It's been SO wet this autumn and winter that I wouldn't be surprised if there weren't extra deaths as people try to carry out their usual walks/shortcuts only to find them wetter, more slippery and maybe partly underwater when they aren't usually. How many people will turn back if faced with, say six inches of water across their usual path? I'd guess that most, if wearing wellies, will try to walk through. One slip - and it can be fatal.

Yes. I think this is definitely a contender for being an element in some of these cases. Essentially many usually safe areas around rivers have suddenly found themselves turning from solid ground into a kind of Flow Country.

At the end of last year, a friend from Fife described getting on a bus at his usual bus stop while watching people in the near distance being rescued from their flooded homes. Which might serve as an illustration of how drastically the usual borders can shift, how close the extremes suddenly become, and how utterly disorienting the process could be.
 
It's been SO wet this autumn and winter that I wouldn't be surprised if there weren't extra deaths as people try to carry out their usual walks/shortcuts only to find them wetter, more slippery and maybe partly underwater when they aren't usually. How many people will turn back if faced with, say six inches of water across their usual path? I'd guess that most, if wearing wellies, will try to walk through. One slip - and it can be fatal.

________________

- Required tasks
A – Condense the paragraph beginning "At the end of last year" from the passage on the wet autumn and winter into two shorter sentences, keeping its main facts.
B – In the passage on the wet autumn and winter, what depth of water across a usual path is given as an example?
C – Proceed with the passage on the wet autumn and winter, starting after its last sentence.

________________

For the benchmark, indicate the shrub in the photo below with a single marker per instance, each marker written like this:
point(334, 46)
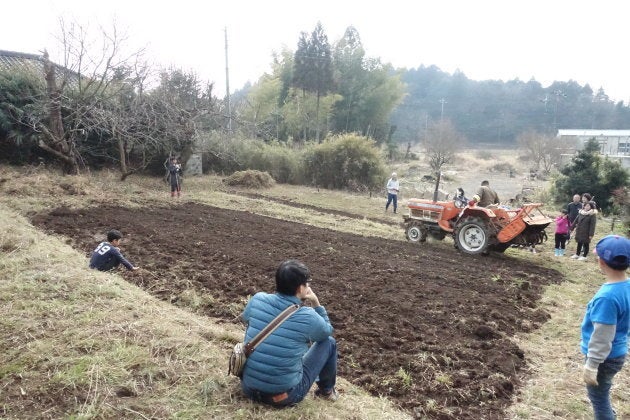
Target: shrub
point(344, 161)
point(226, 155)
point(250, 179)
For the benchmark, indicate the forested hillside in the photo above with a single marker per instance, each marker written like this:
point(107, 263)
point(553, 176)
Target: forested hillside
point(492, 111)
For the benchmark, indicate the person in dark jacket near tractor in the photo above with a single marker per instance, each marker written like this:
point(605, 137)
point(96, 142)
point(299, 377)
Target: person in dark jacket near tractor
point(574, 207)
point(584, 227)
point(282, 369)
point(485, 196)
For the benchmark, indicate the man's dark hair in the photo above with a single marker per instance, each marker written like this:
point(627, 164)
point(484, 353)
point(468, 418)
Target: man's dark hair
point(113, 234)
point(290, 275)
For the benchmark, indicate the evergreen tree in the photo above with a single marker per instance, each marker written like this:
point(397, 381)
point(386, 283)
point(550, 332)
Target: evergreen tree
point(313, 68)
point(588, 172)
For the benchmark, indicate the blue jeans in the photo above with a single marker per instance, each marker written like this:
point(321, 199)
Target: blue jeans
point(390, 198)
point(319, 364)
point(600, 394)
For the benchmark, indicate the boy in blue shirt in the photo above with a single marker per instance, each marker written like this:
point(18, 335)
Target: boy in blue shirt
point(606, 324)
point(107, 255)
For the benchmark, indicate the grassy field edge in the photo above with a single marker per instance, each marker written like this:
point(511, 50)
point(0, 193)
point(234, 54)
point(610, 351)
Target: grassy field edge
point(85, 344)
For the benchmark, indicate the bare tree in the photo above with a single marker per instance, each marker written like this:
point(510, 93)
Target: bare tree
point(442, 143)
point(76, 90)
point(441, 146)
point(541, 149)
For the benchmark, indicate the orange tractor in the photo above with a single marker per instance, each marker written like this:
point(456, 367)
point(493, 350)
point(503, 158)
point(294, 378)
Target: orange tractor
point(475, 230)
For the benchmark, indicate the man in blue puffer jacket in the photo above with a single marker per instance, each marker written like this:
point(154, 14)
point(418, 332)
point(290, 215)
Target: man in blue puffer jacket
point(283, 367)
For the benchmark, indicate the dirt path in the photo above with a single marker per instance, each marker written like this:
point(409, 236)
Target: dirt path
point(426, 326)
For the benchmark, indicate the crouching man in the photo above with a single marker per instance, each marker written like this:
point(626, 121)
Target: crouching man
point(107, 254)
point(282, 369)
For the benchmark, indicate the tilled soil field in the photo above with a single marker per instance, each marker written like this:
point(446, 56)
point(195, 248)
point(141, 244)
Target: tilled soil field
point(426, 326)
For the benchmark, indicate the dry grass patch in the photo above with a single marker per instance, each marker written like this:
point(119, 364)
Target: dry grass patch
point(83, 344)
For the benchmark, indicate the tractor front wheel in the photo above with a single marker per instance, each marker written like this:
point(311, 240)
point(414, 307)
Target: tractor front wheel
point(416, 233)
point(471, 236)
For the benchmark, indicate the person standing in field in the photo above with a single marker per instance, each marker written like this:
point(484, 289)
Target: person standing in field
point(584, 230)
point(606, 325)
point(175, 176)
point(485, 195)
point(393, 187)
point(573, 208)
point(562, 231)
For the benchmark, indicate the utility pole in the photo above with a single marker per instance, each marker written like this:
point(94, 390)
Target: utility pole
point(227, 86)
point(558, 94)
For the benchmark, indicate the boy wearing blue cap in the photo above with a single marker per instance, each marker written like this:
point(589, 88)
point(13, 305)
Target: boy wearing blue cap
point(606, 324)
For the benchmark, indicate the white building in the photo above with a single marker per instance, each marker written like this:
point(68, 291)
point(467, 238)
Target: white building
point(614, 144)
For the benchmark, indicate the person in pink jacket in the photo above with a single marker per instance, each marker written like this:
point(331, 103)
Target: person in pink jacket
point(562, 233)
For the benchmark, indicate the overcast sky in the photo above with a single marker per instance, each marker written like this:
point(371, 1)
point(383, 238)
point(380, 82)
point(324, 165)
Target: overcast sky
point(585, 41)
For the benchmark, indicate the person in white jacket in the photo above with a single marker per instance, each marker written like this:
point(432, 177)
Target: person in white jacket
point(392, 192)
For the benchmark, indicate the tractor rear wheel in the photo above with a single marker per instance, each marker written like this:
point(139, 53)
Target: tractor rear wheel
point(416, 232)
point(471, 236)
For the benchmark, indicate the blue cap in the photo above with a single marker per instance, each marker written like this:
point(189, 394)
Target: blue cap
point(615, 251)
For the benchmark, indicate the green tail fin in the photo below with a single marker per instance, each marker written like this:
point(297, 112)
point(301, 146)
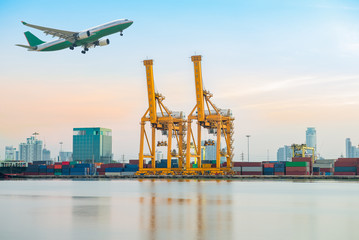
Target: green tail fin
point(32, 39)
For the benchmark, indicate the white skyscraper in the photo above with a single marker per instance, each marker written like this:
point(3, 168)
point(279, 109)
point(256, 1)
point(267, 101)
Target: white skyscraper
point(31, 150)
point(311, 138)
point(10, 153)
point(348, 148)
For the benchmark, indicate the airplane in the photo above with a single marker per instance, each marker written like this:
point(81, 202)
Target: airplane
point(86, 38)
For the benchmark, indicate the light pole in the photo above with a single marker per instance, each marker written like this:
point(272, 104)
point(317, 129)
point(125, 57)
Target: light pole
point(248, 144)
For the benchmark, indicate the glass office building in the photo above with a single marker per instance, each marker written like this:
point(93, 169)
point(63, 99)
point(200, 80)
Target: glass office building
point(92, 145)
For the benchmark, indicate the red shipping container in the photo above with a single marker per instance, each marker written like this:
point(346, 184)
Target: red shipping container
point(134, 162)
point(345, 173)
point(268, 165)
point(279, 173)
point(251, 173)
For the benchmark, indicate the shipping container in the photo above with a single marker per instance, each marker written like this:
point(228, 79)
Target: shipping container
point(345, 169)
point(252, 169)
point(345, 164)
point(344, 173)
point(246, 164)
point(297, 164)
point(251, 173)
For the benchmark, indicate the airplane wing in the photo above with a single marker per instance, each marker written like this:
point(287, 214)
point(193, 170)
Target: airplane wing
point(28, 47)
point(69, 36)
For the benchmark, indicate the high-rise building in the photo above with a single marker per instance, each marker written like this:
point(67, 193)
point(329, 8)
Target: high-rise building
point(10, 153)
point(284, 154)
point(65, 156)
point(92, 145)
point(311, 138)
point(46, 155)
point(31, 150)
point(348, 148)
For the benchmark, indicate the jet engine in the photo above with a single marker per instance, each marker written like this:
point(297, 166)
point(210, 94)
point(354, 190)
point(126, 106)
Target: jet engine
point(102, 42)
point(83, 35)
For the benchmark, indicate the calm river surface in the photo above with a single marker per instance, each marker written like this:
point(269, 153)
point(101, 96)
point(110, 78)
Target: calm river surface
point(173, 209)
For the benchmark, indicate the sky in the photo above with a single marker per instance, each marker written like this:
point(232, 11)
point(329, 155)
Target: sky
point(281, 66)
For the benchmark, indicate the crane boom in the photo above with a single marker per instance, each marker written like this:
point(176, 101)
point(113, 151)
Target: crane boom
point(199, 86)
point(151, 90)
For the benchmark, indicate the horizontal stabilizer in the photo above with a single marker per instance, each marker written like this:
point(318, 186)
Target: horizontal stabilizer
point(32, 39)
point(28, 47)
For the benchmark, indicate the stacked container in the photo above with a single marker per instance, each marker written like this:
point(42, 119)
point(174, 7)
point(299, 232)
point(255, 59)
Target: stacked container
point(42, 170)
point(268, 168)
point(297, 168)
point(309, 160)
point(58, 169)
point(346, 166)
point(279, 168)
point(236, 168)
point(326, 166)
point(251, 168)
point(50, 169)
point(32, 170)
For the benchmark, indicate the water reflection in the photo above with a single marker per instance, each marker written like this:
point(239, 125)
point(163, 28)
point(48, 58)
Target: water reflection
point(194, 210)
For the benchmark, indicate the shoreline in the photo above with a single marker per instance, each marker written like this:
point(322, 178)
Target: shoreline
point(205, 177)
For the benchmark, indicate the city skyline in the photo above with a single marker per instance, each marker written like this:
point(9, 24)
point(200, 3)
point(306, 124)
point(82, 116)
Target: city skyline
point(280, 67)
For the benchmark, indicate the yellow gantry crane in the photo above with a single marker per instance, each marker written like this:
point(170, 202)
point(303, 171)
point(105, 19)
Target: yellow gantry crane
point(171, 124)
point(217, 121)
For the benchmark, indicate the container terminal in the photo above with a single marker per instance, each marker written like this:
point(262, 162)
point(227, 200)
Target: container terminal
point(184, 140)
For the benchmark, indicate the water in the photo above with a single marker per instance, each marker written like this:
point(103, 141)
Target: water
point(191, 209)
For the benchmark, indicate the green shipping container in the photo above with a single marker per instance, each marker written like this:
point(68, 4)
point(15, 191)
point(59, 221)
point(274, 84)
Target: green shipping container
point(297, 164)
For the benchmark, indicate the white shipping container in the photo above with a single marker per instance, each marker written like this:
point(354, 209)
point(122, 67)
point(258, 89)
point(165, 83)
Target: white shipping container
point(251, 169)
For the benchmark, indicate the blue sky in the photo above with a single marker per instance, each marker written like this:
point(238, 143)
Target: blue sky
point(281, 66)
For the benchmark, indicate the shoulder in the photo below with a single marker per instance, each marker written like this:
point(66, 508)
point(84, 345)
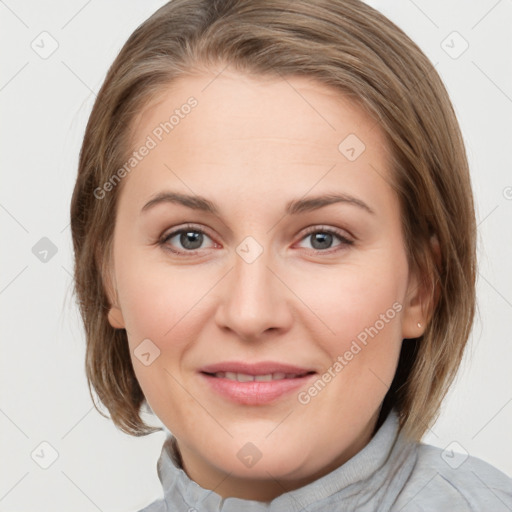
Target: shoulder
point(156, 506)
point(450, 480)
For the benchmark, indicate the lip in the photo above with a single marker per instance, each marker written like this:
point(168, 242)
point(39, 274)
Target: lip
point(255, 392)
point(261, 368)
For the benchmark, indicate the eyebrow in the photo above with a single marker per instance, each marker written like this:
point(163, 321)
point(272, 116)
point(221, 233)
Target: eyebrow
point(293, 207)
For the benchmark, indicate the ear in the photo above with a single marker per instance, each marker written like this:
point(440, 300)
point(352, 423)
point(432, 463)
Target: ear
point(115, 315)
point(421, 299)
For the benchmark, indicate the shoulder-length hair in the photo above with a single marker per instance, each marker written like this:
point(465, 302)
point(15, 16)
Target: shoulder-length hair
point(344, 44)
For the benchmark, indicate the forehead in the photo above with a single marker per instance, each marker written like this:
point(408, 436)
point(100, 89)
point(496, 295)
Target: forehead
point(256, 132)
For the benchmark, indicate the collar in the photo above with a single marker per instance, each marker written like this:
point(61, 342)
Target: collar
point(362, 482)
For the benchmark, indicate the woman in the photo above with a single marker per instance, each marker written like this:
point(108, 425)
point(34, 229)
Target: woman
point(274, 236)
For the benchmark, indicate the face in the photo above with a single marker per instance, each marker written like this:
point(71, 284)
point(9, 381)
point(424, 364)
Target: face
point(265, 319)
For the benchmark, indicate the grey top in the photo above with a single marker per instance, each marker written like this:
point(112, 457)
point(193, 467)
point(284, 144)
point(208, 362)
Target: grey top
point(390, 474)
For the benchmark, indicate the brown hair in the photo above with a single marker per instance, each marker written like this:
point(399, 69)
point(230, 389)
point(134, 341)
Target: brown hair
point(341, 43)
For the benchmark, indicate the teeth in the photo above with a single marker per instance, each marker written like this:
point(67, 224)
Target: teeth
point(243, 377)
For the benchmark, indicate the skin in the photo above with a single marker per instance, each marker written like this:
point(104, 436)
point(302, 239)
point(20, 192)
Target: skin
point(251, 145)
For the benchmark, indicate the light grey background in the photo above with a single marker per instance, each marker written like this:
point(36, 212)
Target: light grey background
point(45, 103)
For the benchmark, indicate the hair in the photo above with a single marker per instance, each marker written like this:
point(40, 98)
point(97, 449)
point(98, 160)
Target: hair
point(344, 44)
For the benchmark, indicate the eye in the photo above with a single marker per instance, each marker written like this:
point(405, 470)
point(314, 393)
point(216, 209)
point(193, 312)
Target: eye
point(322, 239)
point(190, 238)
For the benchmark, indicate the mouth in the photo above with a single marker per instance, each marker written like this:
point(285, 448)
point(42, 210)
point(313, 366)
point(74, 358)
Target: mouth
point(255, 384)
point(246, 377)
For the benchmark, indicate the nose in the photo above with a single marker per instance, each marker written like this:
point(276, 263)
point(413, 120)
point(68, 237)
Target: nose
point(255, 300)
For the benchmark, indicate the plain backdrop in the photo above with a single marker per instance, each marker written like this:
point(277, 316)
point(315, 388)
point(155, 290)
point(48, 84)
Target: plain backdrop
point(45, 102)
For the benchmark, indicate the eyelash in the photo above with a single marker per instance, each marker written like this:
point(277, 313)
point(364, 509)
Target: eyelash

________________

- Responses per task
A – At the end of last year, a friend from Fife boarded a bus at his usual stop while watching people nearby being rescued from their flooded homes. It illustrates how drastically the usual borders can shift, how close the extremes can become, and how disorienting that can be.

B – Six inches.

C –
l recommend walking with a thumb stick, and wrapping a strip of red electrical tape around said stick at the height of your welly top. (Walking the West Highland Way years ago l confidently stepped into a “puddle”, only to find that it was a foot-deep pothole full of muddy water…)

maximus otter
 
It's been SO wet this autumn and winter that I wouldn't be surprised if there weren't extra deaths as people try to carry out their usual walks/shortcuts only to find them wetter, more slippery and maybe partly underwater when they aren't usually. How many people will turn back if faced with, say six inches of water across their usual path? I'd guess that most, if wearing wellies, will try to walk through. One slip - and it can be fatal.
Race course looked like a lake, last week. Drove past with son's gfriend who is from the Netherlands and she didn't believe us that it wasn't a lake.
 
Race course looked like a lake, last week. Drove past with son's gfriend who is from the Netherlands and she didn't believe us that it wasn't a lake.
Our fields have been underwater for ages. It just drains and then it gets rained on again. Malton had to close loads of roads and set up pumps - I've nobody in York now so I don't get daily updates on the state of the river but I've never got over walking to the end of my daughter's road on Fishergate - and it being just river running past. And having seen videos of people standing at Scarborough and Whitby in the storms - too many people underestimate water and what it can do.
 
I've long been aware of the danger of flash floods in the canyons and arroyos out here in the Southwestern US, but I've never seen one. They can result from rain miles away, with no hint of trouble where you might be hiking up a dry creek bed. Didn't know what they look like until I saw a video years ago. Weird stuff. Youtube will suggest another dozen or so.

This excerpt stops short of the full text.